• Your instructions: Rewrite the entries below with every instance of "client" changed to "customer", keeping everything else the same.

__________________________________________________

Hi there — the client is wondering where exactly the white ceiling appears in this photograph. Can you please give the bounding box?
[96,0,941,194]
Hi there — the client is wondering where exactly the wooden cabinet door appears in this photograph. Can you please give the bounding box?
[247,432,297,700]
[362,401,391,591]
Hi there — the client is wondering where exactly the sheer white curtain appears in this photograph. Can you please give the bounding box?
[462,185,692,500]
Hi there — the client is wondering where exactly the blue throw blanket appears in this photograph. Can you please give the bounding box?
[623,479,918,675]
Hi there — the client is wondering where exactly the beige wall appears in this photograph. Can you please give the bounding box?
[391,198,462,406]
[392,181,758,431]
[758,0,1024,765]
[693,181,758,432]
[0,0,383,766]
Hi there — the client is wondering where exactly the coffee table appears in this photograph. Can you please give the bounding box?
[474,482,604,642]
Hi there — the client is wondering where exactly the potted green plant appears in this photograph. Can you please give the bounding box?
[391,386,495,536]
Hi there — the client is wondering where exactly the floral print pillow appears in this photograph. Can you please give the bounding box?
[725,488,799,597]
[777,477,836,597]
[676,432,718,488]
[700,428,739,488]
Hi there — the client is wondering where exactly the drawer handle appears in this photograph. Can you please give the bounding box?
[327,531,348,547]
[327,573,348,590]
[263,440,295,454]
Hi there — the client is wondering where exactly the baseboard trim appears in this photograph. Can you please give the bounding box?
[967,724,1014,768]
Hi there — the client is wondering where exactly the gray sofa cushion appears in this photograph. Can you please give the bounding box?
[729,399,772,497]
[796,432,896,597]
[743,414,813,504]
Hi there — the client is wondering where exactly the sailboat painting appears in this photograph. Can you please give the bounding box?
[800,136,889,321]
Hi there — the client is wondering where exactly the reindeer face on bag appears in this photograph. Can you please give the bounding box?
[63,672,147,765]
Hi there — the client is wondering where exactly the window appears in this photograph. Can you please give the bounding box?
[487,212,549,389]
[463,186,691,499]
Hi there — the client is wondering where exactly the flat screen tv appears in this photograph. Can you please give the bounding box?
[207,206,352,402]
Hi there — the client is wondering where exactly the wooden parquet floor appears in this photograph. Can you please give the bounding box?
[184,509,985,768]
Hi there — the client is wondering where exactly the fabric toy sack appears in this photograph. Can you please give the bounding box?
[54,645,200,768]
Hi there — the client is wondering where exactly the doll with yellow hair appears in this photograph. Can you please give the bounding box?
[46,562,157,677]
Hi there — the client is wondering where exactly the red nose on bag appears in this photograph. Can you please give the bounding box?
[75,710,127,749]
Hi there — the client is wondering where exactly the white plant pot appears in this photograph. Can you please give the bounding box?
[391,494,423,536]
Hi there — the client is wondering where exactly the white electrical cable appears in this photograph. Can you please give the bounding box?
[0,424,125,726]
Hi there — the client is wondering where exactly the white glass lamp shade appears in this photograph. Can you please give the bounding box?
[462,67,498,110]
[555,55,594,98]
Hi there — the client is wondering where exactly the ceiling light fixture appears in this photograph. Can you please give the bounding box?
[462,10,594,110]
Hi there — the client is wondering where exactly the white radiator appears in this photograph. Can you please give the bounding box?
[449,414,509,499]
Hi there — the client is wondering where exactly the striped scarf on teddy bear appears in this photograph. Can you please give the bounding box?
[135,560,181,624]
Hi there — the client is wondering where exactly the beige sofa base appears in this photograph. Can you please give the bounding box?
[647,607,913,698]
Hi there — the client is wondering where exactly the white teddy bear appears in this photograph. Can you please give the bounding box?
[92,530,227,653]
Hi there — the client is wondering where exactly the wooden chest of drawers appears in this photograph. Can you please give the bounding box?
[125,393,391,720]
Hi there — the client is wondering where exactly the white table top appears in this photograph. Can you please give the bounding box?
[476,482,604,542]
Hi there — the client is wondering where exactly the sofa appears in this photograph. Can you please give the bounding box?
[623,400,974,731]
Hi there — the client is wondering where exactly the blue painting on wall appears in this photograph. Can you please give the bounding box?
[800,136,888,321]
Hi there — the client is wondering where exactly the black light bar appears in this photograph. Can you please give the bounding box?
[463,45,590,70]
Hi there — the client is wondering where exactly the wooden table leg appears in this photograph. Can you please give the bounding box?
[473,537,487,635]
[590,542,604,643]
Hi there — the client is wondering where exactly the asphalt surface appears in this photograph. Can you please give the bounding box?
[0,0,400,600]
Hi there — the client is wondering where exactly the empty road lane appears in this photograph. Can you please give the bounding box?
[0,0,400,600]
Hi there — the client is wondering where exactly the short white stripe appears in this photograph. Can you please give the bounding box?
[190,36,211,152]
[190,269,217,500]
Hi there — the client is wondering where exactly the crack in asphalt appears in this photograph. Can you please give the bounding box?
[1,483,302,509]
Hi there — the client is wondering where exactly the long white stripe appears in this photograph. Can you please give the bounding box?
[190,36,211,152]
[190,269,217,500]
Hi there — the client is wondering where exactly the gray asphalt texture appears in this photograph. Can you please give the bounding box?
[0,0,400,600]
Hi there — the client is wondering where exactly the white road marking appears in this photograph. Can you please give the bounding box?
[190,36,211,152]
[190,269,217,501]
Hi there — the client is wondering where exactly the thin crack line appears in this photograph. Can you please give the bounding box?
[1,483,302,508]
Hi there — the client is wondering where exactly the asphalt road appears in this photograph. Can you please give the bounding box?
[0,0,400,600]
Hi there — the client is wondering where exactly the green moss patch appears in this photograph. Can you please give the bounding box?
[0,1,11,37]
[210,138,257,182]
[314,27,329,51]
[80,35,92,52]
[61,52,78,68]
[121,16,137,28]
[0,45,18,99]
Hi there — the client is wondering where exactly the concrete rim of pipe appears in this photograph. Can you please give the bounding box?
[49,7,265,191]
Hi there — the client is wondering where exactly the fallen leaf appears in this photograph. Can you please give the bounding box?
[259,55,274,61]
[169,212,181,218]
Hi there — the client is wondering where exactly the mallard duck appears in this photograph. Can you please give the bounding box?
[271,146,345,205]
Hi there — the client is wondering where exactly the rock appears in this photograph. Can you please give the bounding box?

__________________________________________________

• The reply:
Hi there — the customer is wondering where exactly the white ceiling appears in this photograph. Can you please give the bounding box?
[96,0,941,194]
Hi there — the customer is wondering where exactly the wooden cabinet door appears in this photograph. Can you please give the bounding box?
[247,432,297,700]
[362,401,391,591]
Hi there — the customer is wondering where exactly the sheer white curtain appears in this photograph. Can you please give the bounding box?
[462,185,692,500]
Hi there — the customer is wondering where exactly the blue throw blanket appears in this photograph. Can you please give the bounding box?
[623,479,918,675]
Hi there — the customer is wondering where exactly the beige wall appears in this photograph. Can you please give the bounding box?
[391,198,462,406]
[392,181,758,431]
[758,0,1024,765]
[693,181,758,432]
[0,0,383,766]
Hi there — the customer is wondering where exactly the coffee table appears in this photograph. Can you please give the bounding box?
[474,482,604,642]
Hi there — the customer is wondering where exactly the potted green plant appears in this photograph. Can you please give the bounding box?
[391,386,495,536]
Hi there — the customer is wondering where exactly the floral print pillow appears in this photograph. Can you please give the bounding box?
[725,488,799,597]
[777,477,836,597]
[676,432,718,488]
[700,428,739,488]
Hi there — the customer is wondering where exactly the drawer handle appears in this photograph. Can you please give the bounding box?
[327,531,348,547]
[327,573,348,590]
[263,440,295,454]
Hi there — the customer is wondering where exactly the baseboard trim appears in this photograph. Can you please give the bounding box?
[967,724,1014,768]
Hi there — the customer is wondering where exactly the gray sofa cushion appears in this photograph. Can you please give the bounding box?
[729,399,772,497]
[796,432,896,597]
[743,414,813,504]
Hi there — the customer is wondering where exactly the sailboat painting appears in this photograph. Can you please give the bounding box?
[800,136,889,321]
Hi there — the customer is wondering where exactly the reindeer face on bag appears in this photograph. Can you please give the bounding box?
[63,672,147,765]
Hi there — the customer is wondering where exactly the window appears in this photograph. Can you please give the bounding box?
[487,212,549,389]
[463,186,691,499]
Hi there — the customer is wondering where exactly the flat screen tv appears in this photograph. Can you please give the bounding box?
[207,206,352,402]
Hi there — the customer is wondering where exactly the wooden parquet floor appears in this photograph. Can you please give the bounding box?
[184,509,985,768]
Hi there — the customer is wondering where exactly the fabric toy sack appears in this photograph. Can you please give the bounding box?
[54,645,200,768]
Hi there — the customer is wondering where exactly the doll with yellow hair appears in this photograph. Can you please give the bounding box?
[46,562,157,677]
Hi there — the customer is wondering where exactly the red nose on bag appears in this photograph. Can you please give the bounding box?
[75,710,127,749]
Hi there — the customer is wondering where exactly the white plant pot appears in this photograph. Can you please give the bounding box?
[391,494,423,536]
Hi there — the customer is wondering where exactly the white electrical cable appears in this photograph. Can you please give the bounding box?
[0,424,125,726]
Hi there — the customer is wondering where exactly the white glass lamp shade appears in this photograph. Can you please give the bounding box?
[462,67,498,110]
[555,55,594,98]
Hi there — the customer is wondering where exactly the ceiling light fixture appears in this photograph. Can you please give the bounding box?
[462,10,594,110]
Hi there — the customer is wondering where exactly the white radiator appears in this photograph. Can you please give the bounding box?
[449,414,509,499]
Hi there — the customer is wondering where exactly the striped scarf on teddy bear appears in this photograph. Can you please give the bounding box?
[135,560,181,624]
Hi there — the customer is wondering where exactly the beige sofa base appears in this photograph. Can you please give the bounding box?
[647,607,913,698]
Hi there — the customer is wondering where exactly the white teddy bear appears in this photograph. Can you please give the bounding box?
[92,530,227,653]
Hi there — the customer is wondering where exactly the wooden chest of drawers appears in this photograph. Can you please give the bounding box?
[125,393,391,720]
Hi there — the customer is wondering where exactly the white table top appears in this photograph. Can you please give the bounding box?
[476,482,604,542]
Hi there — the customer is wondering where exactly the sofa appears in this photograph. Can you please give the bounding box?
[623,400,974,731]
Hi there — the customer is wondering where exactly the blue painting on wall appears in this photograph. Can you please give the bounding box?
[800,136,888,321]
Hi there — the customer is wondering where exactly the black light bar appears in this photograph. Can you please give the bounding box?
[463,45,590,70]
Hi there — the customer is wondering where exactly the wooden table leg appears in this photograph. Can you please give the bounding box?
[473,537,487,635]
[590,542,604,643]
Hi there — the customer is wondering where exactly the asphalt surface appears in this photograph. Can you please give the bounding box?
[0,0,400,600]
Hi there — the customer is wondering where exactly the empty road lane appears in this photograph. Can you please give the bounding box?
[0,0,400,600]
Hi there — the customer is wondering where exactly the short white stripe appears in this photograph. Can you please give the bounding box?
[190,36,211,152]
[190,269,217,500]
Hi there — the customer is wondering where exactly the crack in asphalt appears in this photograph. Can you please give the bounding box?
[1,483,302,509]
Hi there — the customer is wondering where exactly the long white stripe appears in this photograph. Can you please give the bounding box?
[190,36,211,152]
[190,269,217,500]
Hi there — the customer is wondering where exactly the gray asphalt texture appears in this photograph. Can you please give the bounding box?
[0,0,400,600]
Hi there — the customer is wondering where exactly the white road marking appears in this photograph. Can you please give the bounding box?
[190,36,211,152]
[190,269,217,501]
Hi there — the customer is wondering where exactly the thin crack line appears in this photograph. Can you please give the bounding box?
[1,483,302,508]
Hi there — the customer is wondering where exactly the asphalt road appears in this photograph. Can you please give the bounding box?
[0,0,400,600]
Hi there — the customer is wondering where exactly the green moss patch appears in this photograph. Can you please give the bounding box?
[0,1,11,37]
[210,138,257,182]
[314,27,329,51]
[80,35,92,52]
[61,52,78,68]
[121,16,137,28]
[0,45,18,99]
Hi there — the customer is wondering where exactly the concrete rim of pipe appears in this photograph. Can you please give the bounding box?
[49,7,265,191]
Hi there — the customer is wondering where exactly the fallen leaf appears in this photograph. Can you please give the bounding box?
[259,55,274,61]
[169,212,181,218]
Hi there — the customer is wondering where exactly the mallard duck appears in this photograph. Can you please give the bounding box?
[271,146,345,205]
Hi there — the customer is wondering where exactly the rock appears in this photograph. Can you please give the bounding box?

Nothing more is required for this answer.